■ **What is expected**
Rewrite the listing below, swapping every instance of "planogram log" for "annotation log" and leaving everything else unchanged.

■ **Dataset excerpts on pointing at objects**
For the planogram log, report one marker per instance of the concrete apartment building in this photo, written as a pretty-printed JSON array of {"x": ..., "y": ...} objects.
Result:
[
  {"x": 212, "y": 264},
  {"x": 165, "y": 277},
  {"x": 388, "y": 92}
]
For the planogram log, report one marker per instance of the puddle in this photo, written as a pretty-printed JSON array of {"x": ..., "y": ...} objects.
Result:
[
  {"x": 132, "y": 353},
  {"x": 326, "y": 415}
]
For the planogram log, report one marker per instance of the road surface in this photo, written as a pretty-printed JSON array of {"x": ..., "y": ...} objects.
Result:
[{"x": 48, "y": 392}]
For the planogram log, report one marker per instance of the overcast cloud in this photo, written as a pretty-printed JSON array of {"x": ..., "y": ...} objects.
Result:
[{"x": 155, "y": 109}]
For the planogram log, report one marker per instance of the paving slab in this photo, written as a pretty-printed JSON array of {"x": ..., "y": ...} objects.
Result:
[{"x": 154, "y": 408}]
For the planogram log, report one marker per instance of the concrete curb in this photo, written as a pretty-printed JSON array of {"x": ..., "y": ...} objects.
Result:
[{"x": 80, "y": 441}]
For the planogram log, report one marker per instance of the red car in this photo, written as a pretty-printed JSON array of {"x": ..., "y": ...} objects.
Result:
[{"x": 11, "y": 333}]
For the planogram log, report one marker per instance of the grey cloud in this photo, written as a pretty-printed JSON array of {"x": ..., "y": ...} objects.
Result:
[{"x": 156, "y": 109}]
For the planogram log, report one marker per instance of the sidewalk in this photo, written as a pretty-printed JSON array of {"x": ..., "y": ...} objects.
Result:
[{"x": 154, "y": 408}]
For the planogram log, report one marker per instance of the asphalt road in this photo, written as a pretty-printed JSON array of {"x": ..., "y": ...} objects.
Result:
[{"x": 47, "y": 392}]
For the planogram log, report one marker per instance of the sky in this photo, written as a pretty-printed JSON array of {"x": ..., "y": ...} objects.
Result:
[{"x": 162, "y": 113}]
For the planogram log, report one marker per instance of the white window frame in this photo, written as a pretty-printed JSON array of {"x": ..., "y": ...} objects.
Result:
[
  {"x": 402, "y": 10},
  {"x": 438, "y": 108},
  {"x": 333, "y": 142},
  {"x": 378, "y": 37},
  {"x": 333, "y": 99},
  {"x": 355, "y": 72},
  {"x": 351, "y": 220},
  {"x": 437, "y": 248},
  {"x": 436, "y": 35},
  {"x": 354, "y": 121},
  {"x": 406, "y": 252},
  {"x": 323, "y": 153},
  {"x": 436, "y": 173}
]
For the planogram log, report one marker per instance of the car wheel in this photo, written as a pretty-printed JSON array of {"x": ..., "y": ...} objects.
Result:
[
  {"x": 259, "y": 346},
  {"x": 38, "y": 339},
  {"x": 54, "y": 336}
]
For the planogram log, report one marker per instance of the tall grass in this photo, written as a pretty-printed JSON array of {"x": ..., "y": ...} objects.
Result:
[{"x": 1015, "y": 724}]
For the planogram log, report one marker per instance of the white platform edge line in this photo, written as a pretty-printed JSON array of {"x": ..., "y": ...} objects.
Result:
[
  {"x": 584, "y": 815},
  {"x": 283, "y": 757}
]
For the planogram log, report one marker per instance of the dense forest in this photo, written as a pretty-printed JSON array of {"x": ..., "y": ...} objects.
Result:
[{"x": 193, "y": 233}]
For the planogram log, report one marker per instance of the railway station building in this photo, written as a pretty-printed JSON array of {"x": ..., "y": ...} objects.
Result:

■ **Task result**
For the annotation log, report one marker per instance of the concrete apartment building in this photo, written as a pretty-printed JSON array of {"x": ..., "y": ...} objects.
Result:
[
  {"x": 212, "y": 264},
  {"x": 165, "y": 277},
  {"x": 388, "y": 92}
]
For the annotation log, report one marker per instance of the puddle in this photo, written as a pretty-printed JSON array of {"x": ..., "y": ...} objects.
Result:
[
  {"x": 132, "y": 353},
  {"x": 326, "y": 415}
]
For the annotation log, report one marker per instance of the road surface in this photo, written as a pretty-printed JSON array of {"x": ..., "y": ...} objects.
Result:
[{"x": 48, "y": 392}]
For the annotation log, report one marker per instance of the overcast cloud in this photo, written as a pretty-printed JSON array of {"x": ..., "y": ...} objects.
Result:
[{"x": 155, "y": 109}]
For the annotation log, report one marker per instance of the paving slab in this photo, written as a pretty-printed JSON array of {"x": ..., "y": ...} objects.
Result:
[{"x": 154, "y": 408}]
For the annotation log, report one marker per instance of the concrete curb in this photo, written as a pretty-printed JSON array of {"x": ..., "y": ...} objects.
Result:
[{"x": 80, "y": 441}]
For the annotation log, report one marker per instance of the red car in this photo, written as a pretty-printed JSON array of {"x": ..., "y": ...} objects.
Result:
[{"x": 11, "y": 333}]
For the annotation log, report one marker per instance of the grey cloud in this photo, written as a pretty-printed JSON array of {"x": ..., "y": ...} objects.
Result:
[{"x": 156, "y": 109}]
For the annotation log, report one marker per instance of the sidewalk in this photo, written as a pretty-printed JSON array of {"x": ..., "y": ...} objects.
Result:
[{"x": 154, "y": 408}]
For the annotation log, report one marker per instance of the asphalt road in this photo, written as a pretty-printed JSON array of {"x": ..., "y": ...} objects.
Result:
[{"x": 47, "y": 392}]
For the annotation log, report one marker per instance of the sky in this photo, written as a pretty-printed JSON array of {"x": ..., "y": ...} objects.
Result:
[{"x": 162, "y": 113}]
For the annotation log, report one marker per instance of the white window frame in this photo, written as a pretty-printed JSON array of {"x": ..., "y": ...} objects.
Result:
[
  {"x": 402, "y": 10},
  {"x": 438, "y": 108},
  {"x": 333, "y": 142},
  {"x": 378, "y": 37},
  {"x": 333, "y": 99},
  {"x": 355, "y": 72},
  {"x": 351, "y": 220},
  {"x": 437, "y": 248},
  {"x": 436, "y": 35},
  {"x": 354, "y": 121},
  {"x": 406, "y": 252},
  {"x": 323, "y": 153},
  {"x": 436, "y": 173}
]
For the annotation log, report one marker per instance of the car wheel in this photo, written as a pretty-printed JSON array of {"x": ..., "y": ...} objects.
Result:
[
  {"x": 259, "y": 346},
  {"x": 38, "y": 339},
  {"x": 54, "y": 336}
]
For the annotation log, report one marker per instance of the tall grass in this photo, written as a pretty-printed JSON array of {"x": ..., "y": ...} objects.
Result:
[{"x": 1015, "y": 724}]
For the annotation log, report one marker per instance of the white platform edge line in this photo, written as a pretty-printed JSON array of {"x": ..., "y": ...} objects.
Result:
[
  {"x": 584, "y": 815},
  {"x": 283, "y": 757}
]
For the annotation log, report one marker per instance of the dense forest in this photo, written as a pretty-printed JSON array of {"x": ..., "y": ...} objects.
Result:
[{"x": 193, "y": 233}]
For the annotation log, report one marker per instance of the railway station building in this photo, written as a pretty-printed JSON array of {"x": ..., "y": ...} objects.
Result:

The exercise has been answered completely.